Tu tarea: Indica cuántas líneas del material siguiente contienen la cadena "stem", distinguiendo entre mayúsculas y minúsculas. Responde únicamente con el número.

──────── Material del conjunto ────────

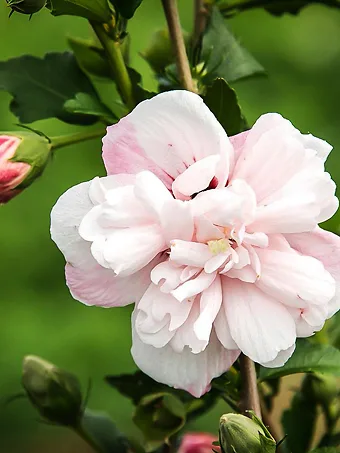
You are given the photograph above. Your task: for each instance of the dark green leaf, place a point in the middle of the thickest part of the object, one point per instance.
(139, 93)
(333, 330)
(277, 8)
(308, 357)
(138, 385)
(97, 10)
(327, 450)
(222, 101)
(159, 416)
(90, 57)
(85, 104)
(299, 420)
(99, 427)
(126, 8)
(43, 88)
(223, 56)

────────
──────── Material del conjunto ────────

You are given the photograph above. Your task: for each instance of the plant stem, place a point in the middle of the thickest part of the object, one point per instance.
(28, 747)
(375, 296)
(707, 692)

────────
──────── Material del conjunto ────────

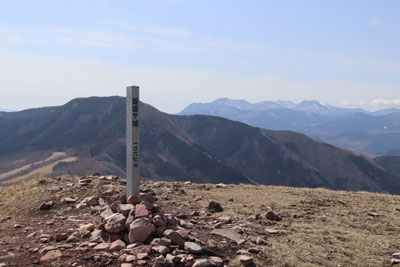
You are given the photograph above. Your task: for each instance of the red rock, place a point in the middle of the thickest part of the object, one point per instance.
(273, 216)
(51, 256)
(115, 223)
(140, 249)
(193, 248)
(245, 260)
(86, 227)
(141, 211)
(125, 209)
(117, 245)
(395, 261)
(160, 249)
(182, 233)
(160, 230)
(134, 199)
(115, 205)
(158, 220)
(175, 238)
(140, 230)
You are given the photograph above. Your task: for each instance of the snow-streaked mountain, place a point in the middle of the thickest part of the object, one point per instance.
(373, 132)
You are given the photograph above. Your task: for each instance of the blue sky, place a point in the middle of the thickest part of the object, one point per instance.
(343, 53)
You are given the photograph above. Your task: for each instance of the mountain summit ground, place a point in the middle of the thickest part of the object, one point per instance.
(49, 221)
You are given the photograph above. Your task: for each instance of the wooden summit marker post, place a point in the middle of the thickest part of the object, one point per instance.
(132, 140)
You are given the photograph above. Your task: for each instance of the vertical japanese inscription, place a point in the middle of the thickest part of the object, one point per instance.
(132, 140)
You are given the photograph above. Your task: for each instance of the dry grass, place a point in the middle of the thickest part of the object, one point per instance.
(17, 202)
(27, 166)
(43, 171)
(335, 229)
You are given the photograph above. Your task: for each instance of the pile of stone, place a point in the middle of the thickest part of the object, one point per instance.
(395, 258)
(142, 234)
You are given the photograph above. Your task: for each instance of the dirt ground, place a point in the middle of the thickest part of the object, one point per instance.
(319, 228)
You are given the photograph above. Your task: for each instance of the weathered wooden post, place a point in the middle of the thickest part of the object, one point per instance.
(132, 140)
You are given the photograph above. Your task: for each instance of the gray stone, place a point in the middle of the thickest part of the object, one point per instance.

────────

Respuesta esperada: 1